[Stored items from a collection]
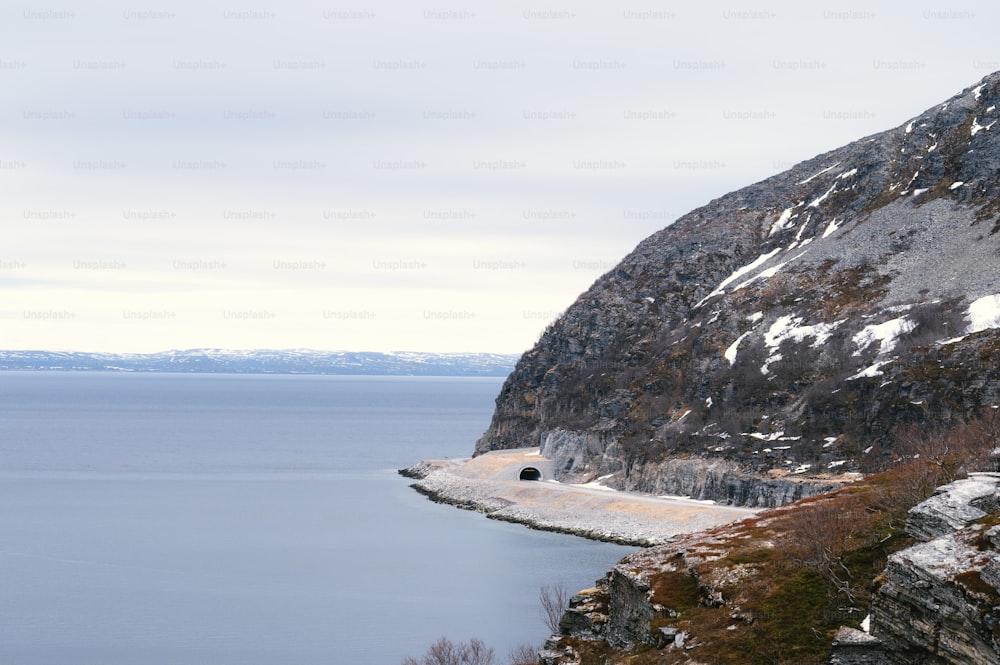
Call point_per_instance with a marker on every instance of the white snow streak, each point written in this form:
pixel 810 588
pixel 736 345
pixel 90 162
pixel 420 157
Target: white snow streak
pixel 815 203
pixel 883 333
pixel 750 267
pixel 782 222
pixel 976 127
pixel 984 313
pixel 816 175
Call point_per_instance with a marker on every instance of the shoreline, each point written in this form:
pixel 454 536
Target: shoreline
pixel 490 484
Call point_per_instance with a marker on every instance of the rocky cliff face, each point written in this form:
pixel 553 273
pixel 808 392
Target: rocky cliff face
pixel 715 596
pixel 769 341
pixel 940 600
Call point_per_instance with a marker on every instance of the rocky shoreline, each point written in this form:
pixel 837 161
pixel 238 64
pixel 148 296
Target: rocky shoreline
pixel 488 484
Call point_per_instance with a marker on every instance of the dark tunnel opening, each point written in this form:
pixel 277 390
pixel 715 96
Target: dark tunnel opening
pixel 530 473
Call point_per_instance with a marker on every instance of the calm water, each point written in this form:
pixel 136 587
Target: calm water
pixel 189 519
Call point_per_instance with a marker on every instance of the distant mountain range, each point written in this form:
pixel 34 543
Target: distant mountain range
pixel 292 361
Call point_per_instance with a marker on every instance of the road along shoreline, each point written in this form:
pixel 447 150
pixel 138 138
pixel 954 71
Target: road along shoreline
pixel 491 484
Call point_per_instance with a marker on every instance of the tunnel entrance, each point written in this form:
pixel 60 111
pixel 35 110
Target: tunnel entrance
pixel 530 473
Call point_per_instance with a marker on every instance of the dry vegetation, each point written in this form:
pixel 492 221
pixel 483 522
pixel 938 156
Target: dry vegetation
pixel 775 588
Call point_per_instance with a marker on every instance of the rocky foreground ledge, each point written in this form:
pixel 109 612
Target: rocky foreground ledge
pixel 491 484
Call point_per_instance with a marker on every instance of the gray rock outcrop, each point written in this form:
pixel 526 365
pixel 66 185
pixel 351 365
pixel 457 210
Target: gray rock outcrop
pixel 783 331
pixel 940 600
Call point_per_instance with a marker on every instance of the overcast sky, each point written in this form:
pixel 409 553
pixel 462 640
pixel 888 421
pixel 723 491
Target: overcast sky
pixel 407 176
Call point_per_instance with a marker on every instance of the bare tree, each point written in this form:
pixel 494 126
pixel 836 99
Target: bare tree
pixel 554 599
pixel 446 652
pixel 523 654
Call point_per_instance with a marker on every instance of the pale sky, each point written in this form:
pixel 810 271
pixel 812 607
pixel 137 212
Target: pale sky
pixel 404 175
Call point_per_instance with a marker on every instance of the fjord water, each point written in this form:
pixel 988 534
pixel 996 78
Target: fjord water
pixel 254 519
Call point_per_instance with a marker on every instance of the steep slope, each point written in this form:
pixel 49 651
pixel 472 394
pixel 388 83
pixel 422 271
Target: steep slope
pixel 780 334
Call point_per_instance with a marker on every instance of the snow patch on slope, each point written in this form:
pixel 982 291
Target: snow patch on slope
pixel 883 333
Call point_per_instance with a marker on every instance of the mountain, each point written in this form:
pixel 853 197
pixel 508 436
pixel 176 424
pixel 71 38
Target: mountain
pixel 778 340
pixel 298 361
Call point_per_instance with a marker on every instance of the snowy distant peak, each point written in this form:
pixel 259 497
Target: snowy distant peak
pixel 288 361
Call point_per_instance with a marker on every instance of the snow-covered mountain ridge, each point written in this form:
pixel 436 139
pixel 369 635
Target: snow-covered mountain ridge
pixel 784 332
pixel 291 361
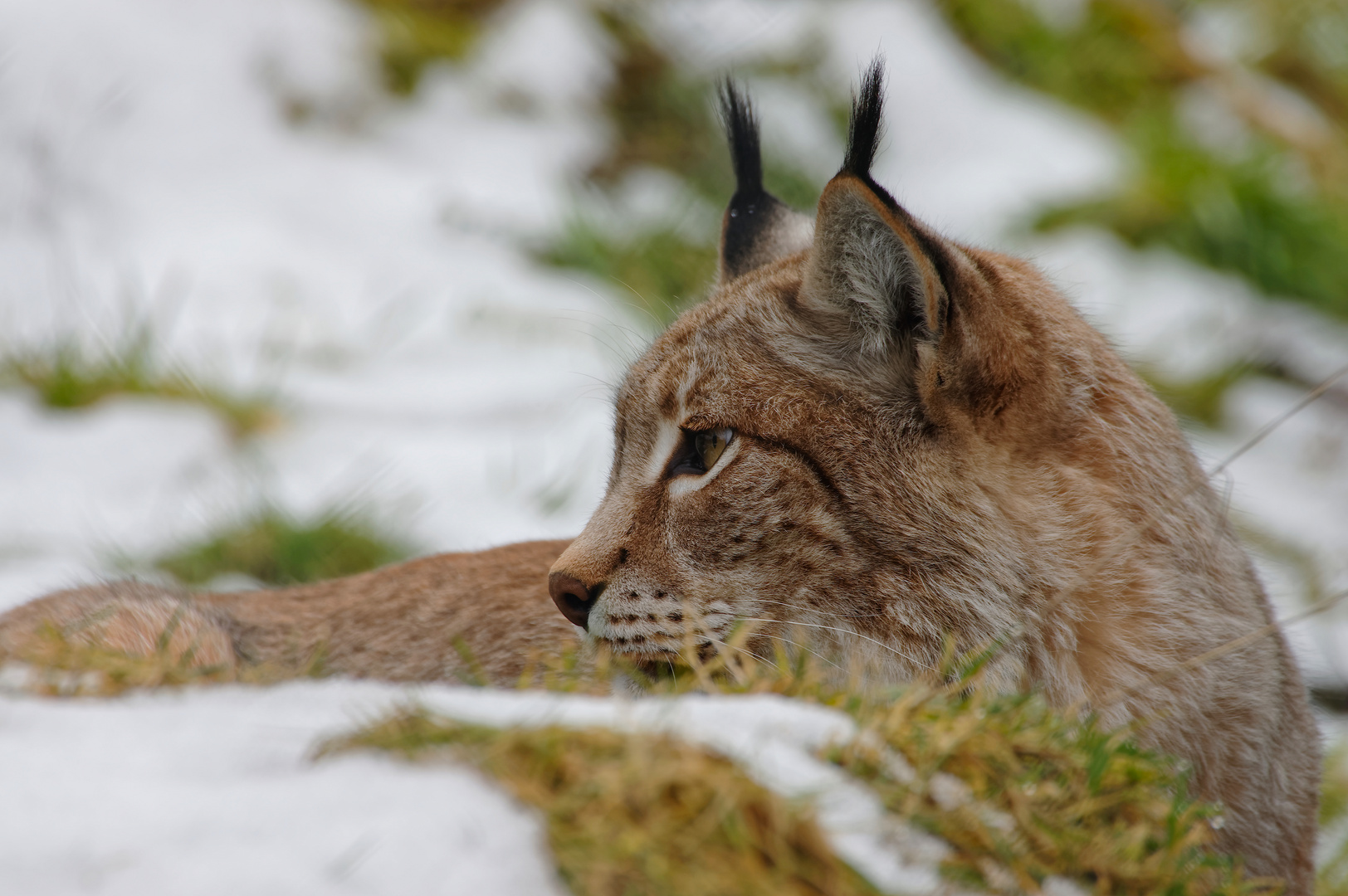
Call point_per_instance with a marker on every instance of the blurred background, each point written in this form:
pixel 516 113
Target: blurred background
pixel 290 289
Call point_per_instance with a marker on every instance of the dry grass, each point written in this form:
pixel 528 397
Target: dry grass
pixel 1021 791
pixel 635 814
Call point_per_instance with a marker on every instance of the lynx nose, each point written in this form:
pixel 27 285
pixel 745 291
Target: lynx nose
pixel 572 597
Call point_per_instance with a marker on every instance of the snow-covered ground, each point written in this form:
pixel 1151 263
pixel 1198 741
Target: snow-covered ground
pixel 365 261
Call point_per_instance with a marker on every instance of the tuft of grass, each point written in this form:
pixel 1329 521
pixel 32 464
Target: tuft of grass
pixel 279 550
pixel 61 665
pixel 1023 792
pixel 416 32
pixel 66 376
pixel 661 272
pixel 635 813
pixel 1272 205
pixel 1200 401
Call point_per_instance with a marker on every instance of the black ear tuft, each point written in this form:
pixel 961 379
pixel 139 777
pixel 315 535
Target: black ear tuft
pixel 756 228
pixel 742 132
pixel 863 136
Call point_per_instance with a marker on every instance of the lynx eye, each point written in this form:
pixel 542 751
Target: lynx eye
pixel 700 451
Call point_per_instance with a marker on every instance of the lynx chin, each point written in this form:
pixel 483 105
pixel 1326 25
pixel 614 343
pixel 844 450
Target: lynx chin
pixel 871 441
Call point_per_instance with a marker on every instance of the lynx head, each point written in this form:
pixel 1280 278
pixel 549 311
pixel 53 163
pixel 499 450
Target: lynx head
pixel 864 431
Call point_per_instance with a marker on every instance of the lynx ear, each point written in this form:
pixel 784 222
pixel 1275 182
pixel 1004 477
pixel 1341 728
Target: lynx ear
pixel 874 269
pixel 758 226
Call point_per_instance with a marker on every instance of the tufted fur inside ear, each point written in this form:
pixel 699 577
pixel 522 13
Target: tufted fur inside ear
pixel 872 265
pixel 868 271
pixel 758 228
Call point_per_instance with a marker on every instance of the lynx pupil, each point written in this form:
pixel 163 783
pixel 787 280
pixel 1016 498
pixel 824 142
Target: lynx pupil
pixel 710 445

> _Your task_: Repeat the entries exactly, pictures left out.

> _Response to this exercise_:
Call point_per_instance with a marker on every instance of the white snow streak, each point written in this form:
pixel 810 588
pixel 736 345
pixel 90 162
pixel 420 157
Target: white snow streak
pixel 815 203
pixel 883 333
pixel 750 267
pixel 782 222
pixel 976 127
pixel 984 313
pixel 816 175
Call point_per_instance with a marker on every instance of the shoreline, each point written in this form:
pixel 454 536
Target: shoreline
pixel 490 484
Call point_per_instance with a marker on every instance of the rocky cliff face, each point written in this form:
pixel 553 273
pixel 808 392
Target: rocky cliff face
pixel 715 596
pixel 769 341
pixel 940 600
Call point_per_instance with a marker on every instance of the rocky shoreline, each point written in this form:
pixel 837 161
pixel 238 64
pixel 148 296
Target: rocky shoreline
pixel 488 484
Call point_per_instance with a marker on every instance of the dark tunnel opening, each point written in this form:
pixel 277 390
pixel 715 96
Target: dark tunnel opening
pixel 530 473
Call point_per_instance with a marker on every instance of the calm water, each point written in this form:
pixel 136 587
Target: calm water
pixel 189 519
Call point_per_instance with a marker on every instance of the distant mountain range, each point written in this form:
pixel 34 543
Target: distant mountain range
pixel 292 361
Call point_per_instance with a marker on every instance of the road along shoreline, each point written in this form:
pixel 447 150
pixel 138 138
pixel 954 71
Target: road along shoreline
pixel 491 484
Call point_per_instance with a marker on every instance of the tunnel entrance, each point written in this form:
pixel 60 111
pixel 35 110
Target: tunnel entrance
pixel 530 473
Call point_per_instance with a marker on every instance of the dry vegetation, each point written in this form:
pixel 492 221
pixel 483 522
pixel 938 156
Target: dry vegetation
pixel 775 588
Call point_per_instance with a marker on every instance of the rocky foreground ledge, each point written in this form:
pixel 109 612
Target: rocky foreground ledge
pixel 491 484
Call point_per_instance with a marker on every instance of the gray rock outcrop, each point written in this form:
pixel 526 365
pixel 66 185
pixel 351 365
pixel 457 210
Target: gray rock outcrop
pixel 783 331
pixel 940 600
Call point_per_instance with a marker on every instance of the overcast sky, each point written in this form:
pixel 409 553
pixel 462 640
pixel 888 421
pixel 723 491
Target: overcast sky
pixel 407 176
Call point_per_instance with a marker on every instance of the bare tree, each point written in this form:
pixel 494 126
pixel 836 99
Target: bare tree
pixel 554 599
pixel 446 652
pixel 523 654
Call point_per_instance with a marker on every instance of the pale sky, each point written in this form:
pixel 810 271
pixel 812 607
pixel 137 212
Target: pale sky
pixel 404 175
Call point_per_instance with a marker on every instance of the fjord water, each point written in this form:
pixel 988 534
pixel 996 78
Target: fjord water
pixel 254 519
Call point_per_instance with a marker on every instance of the steep slope, each point written in this form:
pixel 49 651
pixel 472 394
pixel 388 83
pixel 422 271
Target: steep slope
pixel 780 334
Call point_per_instance with a marker on every instance of the snow patch on slope, each point written in this form:
pixel 982 291
Target: snow patch on slope
pixel 883 333
Call point_per_instance with a marker on every instance of the mountain, each point written in this form:
pixel 853 197
pixel 508 436
pixel 176 424
pixel 71 38
Target: mountain
pixel 778 340
pixel 298 361
Call point_per_instance with a marker on every instance of the snowy distant peak, each point written in this form:
pixel 259 497
Target: snowy distant peak
pixel 288 361
Call point_per_instance with a marker on every instance of the snow-covered mountain ridge, each point written in this form:
pixel 436 139
pixel 369 635
Target: snow-covered mountain ridge
pixel 784 332
pixel 291 361
Call point_per_instance with a marker on every instance of the blurred background, each point written in this form:
pixel 516 113
Target: blurred background
pixel 290 289
Call point_per_instance with a marker on every instance of the dry grass, each point written in this form:
pixel 528 397
Target: dry grass
pixel 1021 791
pixel 635 814
Call point_per_instance with a marker on every instance of the lynx nose, each point written in this form:
pixel 27 285
pixel 745 291
Target: lynx nose
pixel 572 597
Call point_per_instance with a marker on every instance of the snow-covered ground, each point written in this form:
pixel 1151 263
pixel 1198 741
Target: snow-covered ground
pixel 365 261
Call point_per_instance with a marker on every instance of the tuft of grass, each point written in this form:
pixel 1329 521
pixel 32 464
Target: tuft of grass
pixel 279 550
pixel 61 665
pixel 1023 792
pixel 416 32
pixel 66 376
pixel 661 272
pixel 635 813
pixel 1272 205
pixel 1200 401
Call point_per_instance with a marker on every instance of the black ear tuft, each point written in this form:
pixel 961 379
pixel 139 777
pixel 315 535
Target: black ear tuft
pixel 756 228
pixel 742 132
pixel 863 136
Call point_per_instance with a marker on every instance of the lynx eye, each point written in this form:
pixel 542 751
Target: lynx eye
pixel 700 451
Call point_per_instance with a marker on every instance of the lynx chin, each point written in this form:
pixel 483 105
pixel 1326 25
pixel 614 343
pixel 844 450
Target: lynx chin
pixel 871 441
Call point_per_instance with a marker on every instance of the lynx head, each point written in this form:
pixel 1280 278
pixel 549 311
pixel 53 163
pixel 499 450
Target: lynx head
pixel 864 431
Call point_per_instance with a marker on every instance of the lynx ear, each point written in this form:
pixel 784 222
pixel 1275 182
pixel 1004 477
pixel 1341 728
Target: lynx ear
pixel 874 269
pixel 758 226
Call point_per_instance with a marker on every instance of the tufted fur inside ear, each point written in this form:
pixel 699 577
pixel 522 13
Target: tufted fur inside ear
pixel 872 265
pixel 868 271
pixel 758 228
Call point_per_instance with a marker on every instance of the lynx pupil, each point written in this form:
pixel 163 783
pixel 787 280
pixel 1016 498
pixel 824 142
Target: lynx pupil
pixel 710 445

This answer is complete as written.